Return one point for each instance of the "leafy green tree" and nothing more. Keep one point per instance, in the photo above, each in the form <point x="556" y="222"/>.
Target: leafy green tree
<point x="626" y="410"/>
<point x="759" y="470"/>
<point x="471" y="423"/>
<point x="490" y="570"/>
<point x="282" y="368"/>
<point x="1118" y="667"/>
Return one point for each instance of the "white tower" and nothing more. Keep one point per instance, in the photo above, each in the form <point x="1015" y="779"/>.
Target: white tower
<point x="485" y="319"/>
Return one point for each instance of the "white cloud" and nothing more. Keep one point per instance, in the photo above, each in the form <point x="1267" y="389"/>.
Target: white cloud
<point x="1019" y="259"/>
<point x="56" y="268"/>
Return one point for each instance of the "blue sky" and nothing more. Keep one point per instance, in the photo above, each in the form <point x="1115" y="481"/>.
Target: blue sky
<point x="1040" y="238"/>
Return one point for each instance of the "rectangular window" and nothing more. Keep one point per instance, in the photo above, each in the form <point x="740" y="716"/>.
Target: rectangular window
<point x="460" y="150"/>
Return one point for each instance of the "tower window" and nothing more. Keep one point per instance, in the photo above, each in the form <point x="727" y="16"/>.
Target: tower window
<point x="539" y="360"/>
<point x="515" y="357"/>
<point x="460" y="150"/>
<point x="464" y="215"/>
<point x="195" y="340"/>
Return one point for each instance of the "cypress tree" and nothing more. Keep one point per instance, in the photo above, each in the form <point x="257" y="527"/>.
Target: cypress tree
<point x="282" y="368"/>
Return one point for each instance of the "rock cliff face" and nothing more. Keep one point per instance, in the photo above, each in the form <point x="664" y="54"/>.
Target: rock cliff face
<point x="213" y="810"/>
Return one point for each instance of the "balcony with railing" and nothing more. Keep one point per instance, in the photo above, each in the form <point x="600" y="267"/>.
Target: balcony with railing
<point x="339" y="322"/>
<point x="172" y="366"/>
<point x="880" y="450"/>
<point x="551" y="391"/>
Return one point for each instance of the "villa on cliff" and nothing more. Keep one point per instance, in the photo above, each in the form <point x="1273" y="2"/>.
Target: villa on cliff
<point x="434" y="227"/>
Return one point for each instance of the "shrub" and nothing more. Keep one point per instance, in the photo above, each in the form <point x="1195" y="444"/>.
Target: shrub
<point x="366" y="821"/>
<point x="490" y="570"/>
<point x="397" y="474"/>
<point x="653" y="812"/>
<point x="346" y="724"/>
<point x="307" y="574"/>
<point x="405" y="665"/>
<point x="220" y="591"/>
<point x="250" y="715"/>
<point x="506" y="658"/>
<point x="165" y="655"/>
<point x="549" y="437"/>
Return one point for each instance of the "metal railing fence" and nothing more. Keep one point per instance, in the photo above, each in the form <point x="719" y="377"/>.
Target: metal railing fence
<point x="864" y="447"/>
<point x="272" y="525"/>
= = = = = = =
**Directions for this task**
Among the lines of these entries, find those that contain "Keep". Give their number and nothing else.

**Task answer**
12